• [WHAT YOU ARE ASKED TO DO]: Put everything from the line containing "the student wearing" down to the final line into a JSON list of strings, one string per line, with blank lines left out.

• [DATASET EXCERPTS]:

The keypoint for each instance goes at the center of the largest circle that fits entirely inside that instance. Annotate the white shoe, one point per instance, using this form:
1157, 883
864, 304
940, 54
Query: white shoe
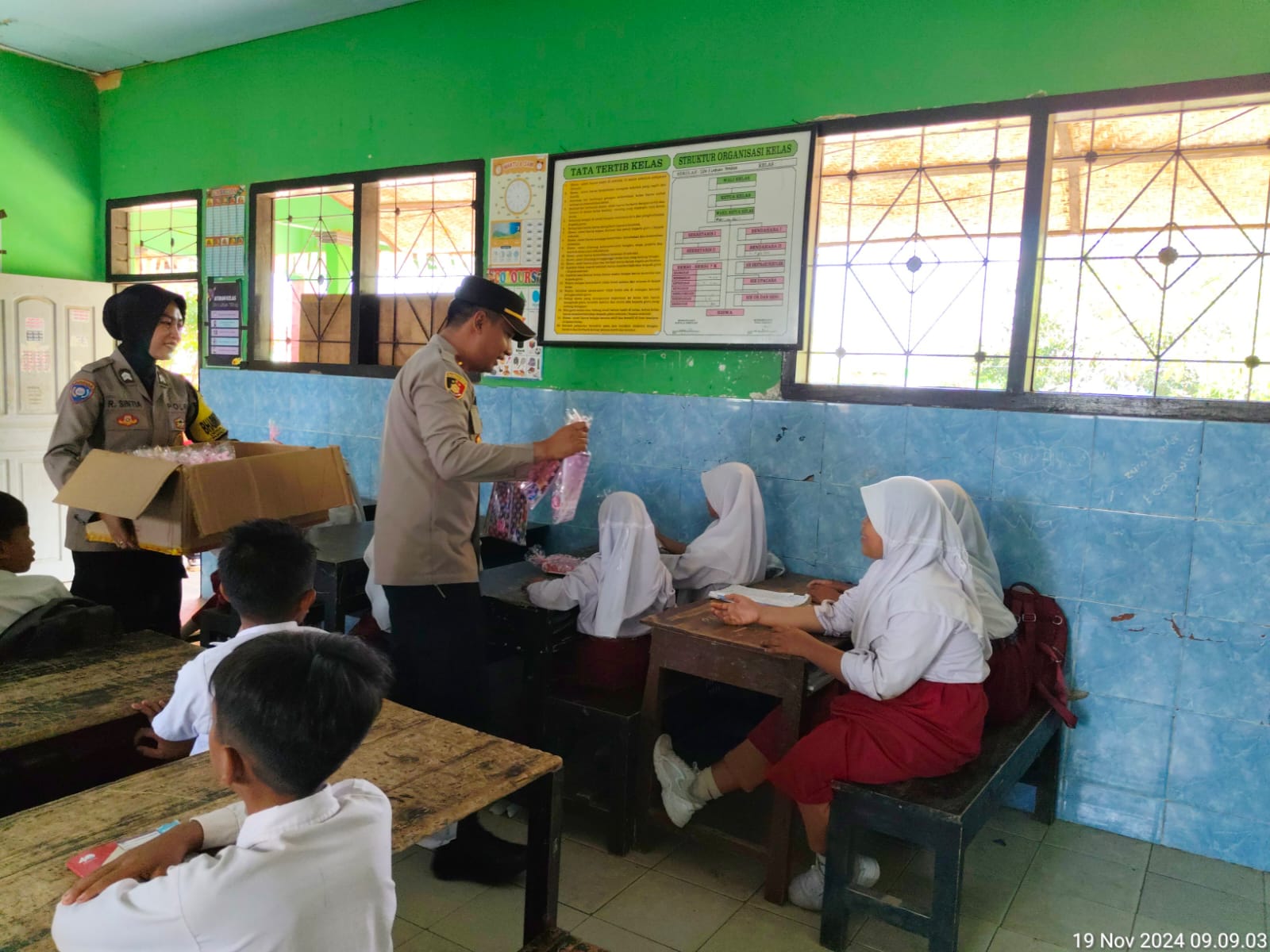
676, 778
806, 889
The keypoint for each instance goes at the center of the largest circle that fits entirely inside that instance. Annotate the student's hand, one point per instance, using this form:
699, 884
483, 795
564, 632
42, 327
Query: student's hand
789, 641
737, 609
150, 744
567, 441
150, 708
124, 535
825, 590
144, 863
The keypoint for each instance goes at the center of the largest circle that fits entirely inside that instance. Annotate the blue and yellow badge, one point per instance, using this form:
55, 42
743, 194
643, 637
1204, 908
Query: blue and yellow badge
456, 385
82, 390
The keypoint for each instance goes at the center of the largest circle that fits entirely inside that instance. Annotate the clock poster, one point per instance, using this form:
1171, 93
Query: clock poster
518, 213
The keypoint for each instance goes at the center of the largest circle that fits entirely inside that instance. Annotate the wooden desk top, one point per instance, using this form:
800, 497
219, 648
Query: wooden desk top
342, 543
435, 774
46, 698
698, 621
507, 583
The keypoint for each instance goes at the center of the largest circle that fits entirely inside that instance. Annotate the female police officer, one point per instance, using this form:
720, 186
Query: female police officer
122, 403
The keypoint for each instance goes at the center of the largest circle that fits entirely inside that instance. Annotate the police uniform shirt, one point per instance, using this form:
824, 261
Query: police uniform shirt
107, 406
188, 715
432, 466
313, 875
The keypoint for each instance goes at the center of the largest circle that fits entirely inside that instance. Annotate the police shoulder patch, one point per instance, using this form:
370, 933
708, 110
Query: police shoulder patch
456, 385
82, 389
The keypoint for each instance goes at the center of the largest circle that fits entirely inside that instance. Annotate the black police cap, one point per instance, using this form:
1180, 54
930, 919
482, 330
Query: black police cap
497, 298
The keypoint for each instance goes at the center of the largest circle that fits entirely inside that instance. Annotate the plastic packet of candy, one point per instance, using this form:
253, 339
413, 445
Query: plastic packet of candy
192, 455
572, 479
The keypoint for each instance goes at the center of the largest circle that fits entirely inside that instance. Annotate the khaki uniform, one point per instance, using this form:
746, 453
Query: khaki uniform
432, 463
106, 406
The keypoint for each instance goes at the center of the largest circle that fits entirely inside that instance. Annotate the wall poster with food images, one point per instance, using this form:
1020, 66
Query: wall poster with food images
518, 213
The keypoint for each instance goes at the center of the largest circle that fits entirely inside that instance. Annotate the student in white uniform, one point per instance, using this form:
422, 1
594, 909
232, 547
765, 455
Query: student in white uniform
21, 593
613, 589
267, 574
999, 621
914, 672
733, 549
302, 865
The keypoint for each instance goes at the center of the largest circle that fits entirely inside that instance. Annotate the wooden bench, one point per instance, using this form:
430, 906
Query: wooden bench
943, 814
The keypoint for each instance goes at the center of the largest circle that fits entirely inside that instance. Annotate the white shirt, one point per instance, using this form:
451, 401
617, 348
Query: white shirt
190, 711
624, 582
910, 647
25, 593
309, 876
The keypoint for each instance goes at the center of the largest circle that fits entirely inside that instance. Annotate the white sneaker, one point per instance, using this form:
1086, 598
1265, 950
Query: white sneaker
676, 778
806, 889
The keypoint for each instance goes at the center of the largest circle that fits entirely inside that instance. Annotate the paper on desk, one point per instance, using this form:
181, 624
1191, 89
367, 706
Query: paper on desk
776, 600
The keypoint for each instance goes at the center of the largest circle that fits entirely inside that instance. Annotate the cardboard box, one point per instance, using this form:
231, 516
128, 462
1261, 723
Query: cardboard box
183, 509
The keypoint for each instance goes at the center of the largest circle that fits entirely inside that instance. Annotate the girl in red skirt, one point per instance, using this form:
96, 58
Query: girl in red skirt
914, 701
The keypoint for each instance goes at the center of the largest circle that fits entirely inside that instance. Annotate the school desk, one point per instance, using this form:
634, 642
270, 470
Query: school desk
435, 774
340, 578
67, 723
537, 635
689, 639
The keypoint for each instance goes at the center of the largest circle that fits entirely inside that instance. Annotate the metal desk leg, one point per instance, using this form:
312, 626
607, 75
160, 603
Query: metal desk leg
783, 808
543, 873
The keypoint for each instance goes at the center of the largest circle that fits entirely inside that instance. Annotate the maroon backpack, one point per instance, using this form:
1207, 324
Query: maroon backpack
1030, 662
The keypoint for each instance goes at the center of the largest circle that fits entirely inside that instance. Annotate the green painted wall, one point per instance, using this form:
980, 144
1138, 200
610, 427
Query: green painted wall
451, 79
50, 171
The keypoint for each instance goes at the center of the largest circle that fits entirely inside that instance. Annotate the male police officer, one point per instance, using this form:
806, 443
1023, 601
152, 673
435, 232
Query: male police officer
425, 539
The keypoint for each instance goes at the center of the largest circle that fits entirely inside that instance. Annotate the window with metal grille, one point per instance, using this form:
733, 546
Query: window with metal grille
918, 254
152, 238
1153, 276
357, 271
1098, 253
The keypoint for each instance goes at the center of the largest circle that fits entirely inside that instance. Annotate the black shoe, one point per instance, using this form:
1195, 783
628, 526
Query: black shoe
478, 856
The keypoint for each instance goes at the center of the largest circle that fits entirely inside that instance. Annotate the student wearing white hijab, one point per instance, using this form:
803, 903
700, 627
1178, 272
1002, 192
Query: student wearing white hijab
624, 582
733, 549
999, 621
914, 702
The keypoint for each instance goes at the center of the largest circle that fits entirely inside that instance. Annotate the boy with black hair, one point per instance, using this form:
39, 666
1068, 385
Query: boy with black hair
305, 866
267, 574
21, 593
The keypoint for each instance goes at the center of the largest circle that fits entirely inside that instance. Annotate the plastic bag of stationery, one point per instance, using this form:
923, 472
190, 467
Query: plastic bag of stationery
511, 503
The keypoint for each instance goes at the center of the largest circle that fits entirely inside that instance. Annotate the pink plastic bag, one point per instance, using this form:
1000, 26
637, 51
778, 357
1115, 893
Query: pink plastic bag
571, 480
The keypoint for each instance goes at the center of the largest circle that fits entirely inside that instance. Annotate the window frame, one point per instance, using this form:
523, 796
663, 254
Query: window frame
1041, 112
114, 205
364, 317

• [FINAL RESULT]:
[
  "The keypoint for each instance goes at the center of the largest circle that fits entirely inside that instance. Annotate the student wearing white hijab, one point per instance, using this form:",
  "803, 903",
  "700, 627",
  "1178, 272",
  "1002, 192",
  "Query: student wearing white hijab",
  "624, 582",
  "733, 549",
  "999, 621",
  "914, 702",
  "The keypoint for each instance goes at the center of the largest circle that fits entirely inside that instance. Annotate the boy with black hair, one point per instance, using this form:",
  "39, 666",
  "1068, 385",
  "Query: boy with black hair",
  "305, 866",
  "267, 574",
  "21, 593",
  "The keypoint for each instance goes at the center of the largest circle that fits entirely inside that instance. Annotate the plastic bag of stationery, one point per instance, using this form:",
  "923, 472",
  "190, 467",
  "Query: plastic bag of stationery",
  "511, 503",
  "The keypoint for each instance goes at the center of the largest circle that fits entirely inside that instance. Annotate the pink plastic bag, one point per instance, using this form:",
  "1000, 26",
  "637, 51",
  "778, 357",
  "1115, 893",
  "Query: pink plastic bag",
  "571, 480",
  "The keypoint for each instance goes at the center of the largest circle that fits entirely inside that instance. Annotate the window frame, one point per instance, using this form:",
  "523, 796",
  "663, 254",
  "Query: window frame",
  "1041, 112",
  "114, 205",
  "364, 317"
]